We conducted our audit in accordance with the standards of the Public Company Accounting Oversight Board (United States). Those standards require that we plan and perform the audit to obtain reasonable assurance about whether effective internal control over financial reporting was maintained in all material respects. Our audit included obtaining an understanding of internal control over financial reporting, evaluating management’s assessment, testing and evaluating the design and operating effectiveness of internal control, and performing such other procedures as we considered necessary in the circumstances. We believe that our audit provides a reasonable basis for our opinion.
A company’s internal control over financial reporting is a process designed to provide reasonable assurance regarding the reliability of financial reporting and the preparation of financial statements for external purposes in accordance with generally accepted accounting principles. A company’s internal control over financial reporting includes those policies and procedures that (1) pertain to the maintenance of records that, in reasonable detail, accurately and fairly reflect the transactions and dispositions of the assets of the company; (2) provide reasonable assurance that transactions are recorded as necessary to permit preparation of financial statements in accordance with generally accepted accounting principles, and that receipts and expenditures of the company are being made only in accordance with authorizations of management and directors of the company; and (3) provide reasonable assurance regarding prevention or timely detection of unauthorized acquisition, use, or disposition of the company’s assets that could have a material effect on the financial statements.
Because of its inherent limitations, internal control over financial reporting may not prevent or detect misstatements. Also, projections of any evaluation of effectiveness to future periods are subject to the risk that controls may become inadequate because of changes in conditions, or that the degree of compliance with the policies or procedures may deteriorate.

[Dataset extract]:
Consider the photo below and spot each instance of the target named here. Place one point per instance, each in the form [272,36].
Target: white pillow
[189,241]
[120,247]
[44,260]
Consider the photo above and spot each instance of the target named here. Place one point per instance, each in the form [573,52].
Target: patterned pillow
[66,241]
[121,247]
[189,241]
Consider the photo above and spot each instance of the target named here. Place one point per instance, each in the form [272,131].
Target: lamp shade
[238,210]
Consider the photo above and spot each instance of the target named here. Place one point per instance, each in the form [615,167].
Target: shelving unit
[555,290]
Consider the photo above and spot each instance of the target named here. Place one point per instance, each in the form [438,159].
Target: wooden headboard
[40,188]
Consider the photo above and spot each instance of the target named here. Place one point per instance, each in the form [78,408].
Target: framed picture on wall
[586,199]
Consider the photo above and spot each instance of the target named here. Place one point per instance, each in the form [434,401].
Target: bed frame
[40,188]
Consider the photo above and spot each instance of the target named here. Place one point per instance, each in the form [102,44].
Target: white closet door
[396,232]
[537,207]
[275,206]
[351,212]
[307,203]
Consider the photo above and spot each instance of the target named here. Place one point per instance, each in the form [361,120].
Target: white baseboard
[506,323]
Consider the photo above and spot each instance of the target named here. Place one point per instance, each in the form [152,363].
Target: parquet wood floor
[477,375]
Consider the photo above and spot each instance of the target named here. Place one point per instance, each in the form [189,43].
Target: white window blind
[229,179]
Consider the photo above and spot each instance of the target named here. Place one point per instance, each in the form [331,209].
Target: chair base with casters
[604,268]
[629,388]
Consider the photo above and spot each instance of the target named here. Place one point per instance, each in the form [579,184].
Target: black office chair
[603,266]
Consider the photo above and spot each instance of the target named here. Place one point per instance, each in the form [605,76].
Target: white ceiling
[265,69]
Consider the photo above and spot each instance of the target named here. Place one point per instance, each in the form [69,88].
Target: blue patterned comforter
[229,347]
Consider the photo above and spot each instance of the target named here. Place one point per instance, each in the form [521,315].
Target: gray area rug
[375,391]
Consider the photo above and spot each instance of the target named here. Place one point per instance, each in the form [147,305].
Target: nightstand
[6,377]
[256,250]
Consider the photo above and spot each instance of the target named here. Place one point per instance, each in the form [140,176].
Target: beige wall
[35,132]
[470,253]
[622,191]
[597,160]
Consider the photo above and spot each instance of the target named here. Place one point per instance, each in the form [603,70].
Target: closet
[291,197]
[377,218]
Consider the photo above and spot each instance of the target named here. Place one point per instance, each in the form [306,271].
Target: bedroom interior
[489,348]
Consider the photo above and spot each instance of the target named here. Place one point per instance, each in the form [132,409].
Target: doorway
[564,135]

[What you should do]:
For each statement below, answer yes or no according to the audit report excerpt and quote the words that decide it.
1. The audit was conducted under the standards of the Public Company Accounting Oversight Board.
2. Internal control over financial reporting is certain to prevent or detect misstatements.
3. The standards require the audit to obtain absolute assurance about internal control.
The records have no connection to the audit report excerpt.

[Correct output]:
1. Yes: "We conducted our audit in accordance with the standards of the Public Company Accounting Oversight Board (United States)."
2. No: "internal control over financial reporting may not prevent or detect misstatements."
3. No: "to obtain reasonable assurance about whether effective internal control over financial reporting was maintained in all material respects."